_Requirement_
Copy out every record below word for word, and leave the pictures out of your answer.
=== Extracted entries ===
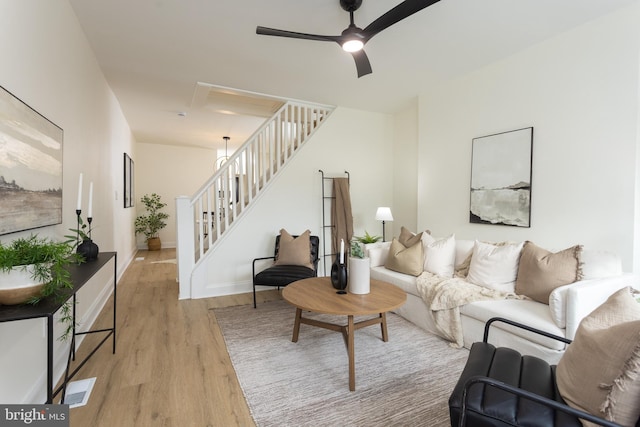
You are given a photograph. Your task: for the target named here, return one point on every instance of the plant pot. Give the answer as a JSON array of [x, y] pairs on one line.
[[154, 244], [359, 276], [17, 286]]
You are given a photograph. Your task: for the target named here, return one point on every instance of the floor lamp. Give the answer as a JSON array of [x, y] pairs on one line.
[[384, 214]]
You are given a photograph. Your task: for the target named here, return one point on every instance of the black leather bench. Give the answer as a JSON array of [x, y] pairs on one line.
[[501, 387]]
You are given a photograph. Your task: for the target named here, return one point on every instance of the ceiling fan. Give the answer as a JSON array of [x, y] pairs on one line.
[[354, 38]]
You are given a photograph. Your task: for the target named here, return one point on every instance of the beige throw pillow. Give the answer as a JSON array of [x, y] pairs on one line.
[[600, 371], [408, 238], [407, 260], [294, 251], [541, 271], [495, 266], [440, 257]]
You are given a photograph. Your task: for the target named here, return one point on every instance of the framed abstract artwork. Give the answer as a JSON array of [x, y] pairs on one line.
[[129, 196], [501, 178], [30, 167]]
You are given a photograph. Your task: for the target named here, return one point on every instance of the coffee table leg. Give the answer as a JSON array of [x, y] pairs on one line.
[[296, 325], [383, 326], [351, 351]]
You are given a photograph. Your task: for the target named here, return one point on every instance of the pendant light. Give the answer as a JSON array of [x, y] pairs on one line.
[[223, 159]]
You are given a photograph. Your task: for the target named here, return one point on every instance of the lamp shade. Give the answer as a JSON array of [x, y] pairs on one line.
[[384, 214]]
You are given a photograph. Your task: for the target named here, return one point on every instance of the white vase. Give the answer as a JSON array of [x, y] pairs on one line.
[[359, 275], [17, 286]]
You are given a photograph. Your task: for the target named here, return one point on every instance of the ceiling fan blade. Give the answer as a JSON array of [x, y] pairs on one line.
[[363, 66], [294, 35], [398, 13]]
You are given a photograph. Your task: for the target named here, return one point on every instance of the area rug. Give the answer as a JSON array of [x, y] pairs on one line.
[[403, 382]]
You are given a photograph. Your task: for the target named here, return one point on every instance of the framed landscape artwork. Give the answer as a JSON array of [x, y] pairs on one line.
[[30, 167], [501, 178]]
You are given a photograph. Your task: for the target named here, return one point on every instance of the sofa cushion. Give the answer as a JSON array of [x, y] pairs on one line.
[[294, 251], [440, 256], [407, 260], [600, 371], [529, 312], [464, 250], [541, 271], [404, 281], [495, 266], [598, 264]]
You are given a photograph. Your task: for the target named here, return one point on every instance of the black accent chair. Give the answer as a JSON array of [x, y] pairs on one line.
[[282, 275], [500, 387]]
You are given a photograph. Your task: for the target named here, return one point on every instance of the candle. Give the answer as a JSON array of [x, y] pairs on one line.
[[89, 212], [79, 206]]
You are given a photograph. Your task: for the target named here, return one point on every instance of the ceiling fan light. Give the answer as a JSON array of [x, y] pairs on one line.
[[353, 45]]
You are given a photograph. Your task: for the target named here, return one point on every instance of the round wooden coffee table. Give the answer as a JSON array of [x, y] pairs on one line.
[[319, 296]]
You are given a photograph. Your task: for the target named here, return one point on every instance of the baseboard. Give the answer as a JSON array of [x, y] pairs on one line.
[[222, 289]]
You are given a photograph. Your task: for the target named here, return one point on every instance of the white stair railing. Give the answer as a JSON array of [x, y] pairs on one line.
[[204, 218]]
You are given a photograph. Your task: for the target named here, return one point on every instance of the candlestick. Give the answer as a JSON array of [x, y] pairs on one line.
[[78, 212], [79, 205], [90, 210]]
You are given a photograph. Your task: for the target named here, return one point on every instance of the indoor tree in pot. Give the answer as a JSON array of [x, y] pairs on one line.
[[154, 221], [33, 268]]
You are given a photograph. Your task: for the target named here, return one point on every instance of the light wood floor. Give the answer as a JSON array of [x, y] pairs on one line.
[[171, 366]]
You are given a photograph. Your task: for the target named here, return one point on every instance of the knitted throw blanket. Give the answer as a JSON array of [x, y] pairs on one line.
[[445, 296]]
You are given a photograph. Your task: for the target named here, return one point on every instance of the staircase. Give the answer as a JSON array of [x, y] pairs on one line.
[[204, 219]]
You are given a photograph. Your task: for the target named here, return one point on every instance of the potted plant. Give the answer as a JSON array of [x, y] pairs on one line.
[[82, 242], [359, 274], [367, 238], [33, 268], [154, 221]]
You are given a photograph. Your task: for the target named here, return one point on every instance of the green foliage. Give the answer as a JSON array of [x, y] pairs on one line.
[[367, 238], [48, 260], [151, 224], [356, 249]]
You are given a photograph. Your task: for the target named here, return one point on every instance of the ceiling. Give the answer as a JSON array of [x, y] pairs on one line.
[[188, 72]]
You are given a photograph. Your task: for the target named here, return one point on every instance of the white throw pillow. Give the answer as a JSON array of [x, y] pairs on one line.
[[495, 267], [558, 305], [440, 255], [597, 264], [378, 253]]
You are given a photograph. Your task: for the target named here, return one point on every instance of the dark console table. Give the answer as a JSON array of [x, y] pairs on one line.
===
_Answer in full_
You are given a photograph. Your task: for the target named here, return one point on every instance of the plant pot. Give the answer as a JSON array of [x, y] pairs on one line.
[[154, 244], [359, 276], [17, 286]]
You are given a photograph. Your task: for the target named here, return one point on every instance of the floor lamp. Give the answer as a JSON array of [x, y] pairs on one line.
[[384, 214]]
You are given a photograph. Your task: for the target named here, return one point on every instance of the black leather bench. Give the answer as a JSON array of [x, y] pairs on one line.
[[501, 387]]
You are given a photograph. Your task: for the target named here, return one point on every instance of the ceiling fan. Give the answer as a JSON array of [x, y] pairs on one line.
[[354, 38]]
You are given a photograph. Your task: for the target named here, return one point on every instance of the beige throw pillow. Give the answer as a JSON array of [x, y] pairs on one line.
[[600, 371], [408, 238], [407, 260], [294, 251], [541, 271], [495, 266], [440, 257]]
You are given a photograph. Your task: for the target named here, return one point on every instance of the framed abstract artwork. Give the answer as a JSON array of [x, y] pairs on one line.
[[129, 196], [501, 178], [30, 167]]
You are given a photograph. Your task: for the target named here, return one point on every instance of the coffee table leg. Give the answer as a JSON array of [x, y] pairs on one line.
[[296, 325], [383, 326], [351, 351]]
You are given a photograph. Your task: for the target named here, return one point on every instance of the pendant light. Give the answer as a JSON array of [x, y] pairs on one line.
[[223, 159]]
You are given a photograph. Your task: for the target named here, return one point on every instance of the lamp shade. Give the answer as a JSON array of [x, y] pairs on one line.
[[384, 214]]
You are given a photograph. Your task: for the target named here, return one point on every instance of the white vase. Give the answer as a JSON array of [x, y] pairs on one line.
[[359, 275], [17, 286]]
You are given a photograph. Your task: for the target named here, return one point on every instance of the ceiling fan blade. Give the answer as a JSON array of [x, y] pairs on one line.
[[363, 66], [294, 35], [398, 13]]
You are given a photograph. Your task: for the target named here, return one point on every instance of the area rug. Give the answer as a JSON array of [x, y] pairs on one line.
[[403, 382]]
You are given a photograph. Your task: for the target named here, return one point on every instance of the framed landscape artwork. Give the answer as a JSON array of [x, y] pairs on one line.
[[30, 167], [501, 178]]
You are given a photograph. Your task: for the target named here, return one point on every instance of the sofa cushion. Give the answer as a JSON array of [x, y] pairs on one line.
[[294, 251], [440, 256], [407, 260], [600, 371], [529, 312], [464, 250], [541, 271], [404, 281], [495, 266], [598, 264]]
You are given a photograph. Your task: for the target named here, return one point on every instance of the black accent chair. Give the answer as a JSON array of [x, y] pairs on one line.
[[282, 275], [500, 387]]
You are given a photograph. Your task: for the target named here, return one point on every instance of the candle. Give the answer as a JSON array of [x, y] pairs on one line.
[[89, 212], [79, 206]]
You are given a photograph. Your task: for the target named here, return one point on every instance of the ceiling fan light. Give the answer as a JSON array of [x, y] pairs on one line.
[[353, 45]]
You are given a photograph. Your task: for the target named here, return one point on every instance of the round wooden coffee table. Give the answer as a JSON array of [x, y] pairs on one line.
[[319, 296]]
You are given a photograph. Your task: for the target named here, return one point on every instance of the baseboard. Give the answer as a JSON array of [x, y] pairs on one line.
[[222, 289]]
You are given a photograph. Your task: for the target named here, return one point on every instance of the white stair railing. Give the answer as a JSON array of [x, y] pairs on one line.
[[204, 218]]
You are given a photograph. Your task: for the target named here, return one point on every instance of the candlestick. Give the answer as a JSON array of [x, y] pairs on one line.
[[78, 212], [79, 205], [90, 210]]
You are given a photograph. Your task: for the target named here, return one point on every instance of the indoor tree in pot. Give the answer as a JSON array of [x, y] pairs on one line.
[[154, 221], [33, 268]]
You are given a photograph. Your task: for the target named here, return one point on every instance of the light wood floor. Give the answer as a JSON array of [x, y] pairs on one line.
[[171, 366]]
You are given a photograph. Your task: for the target named here, return one point on every instance of the knitted throw blanket. Give the answer as a JSON array of [x, y] pairs on one line.
[[445, 296]]
You are given a photograph. Your task: for the target named here, return one point on every instance of the staircase. Give the answer as a JSON array of [x, y] pairs on one line.
[[204, 219]]
You are given a photograph. Your task: for the target named here, return one point on every instance of the potted plant. Give the answer as a JSON array of [x, y] pairs on one line.
[[82, 242], [359, 274], [367, 238], [33, 268], [154, 221]]
You are given a photograph. Your task: for the target named here, return one point on every instance of the green foliage. Give the answer as a JSON array of [x, y] pairs on one line.
[[367, 238], [48, 260], [151, 224], [356, 249]]
You are given a photograph. Your task: for the target named here, return one point on every instance of the ceiling. Give the answer as a JSON array of [x, y] pairs on one line.
[[188, 72]]
You are given a photograph. Your task: for the target named here, return one point on every instance of the white throw pillow. Give the answer as a JSON array of [x, y] pairs on one line.
[[495, 267], [558, 305], [440, 255], [597, 264], [378, 253]]
You are given a photograph. Your task: for the target named here, return one point on every instance of the dark console table. Give the answer as a JSON array of [x, y] pairs on one line.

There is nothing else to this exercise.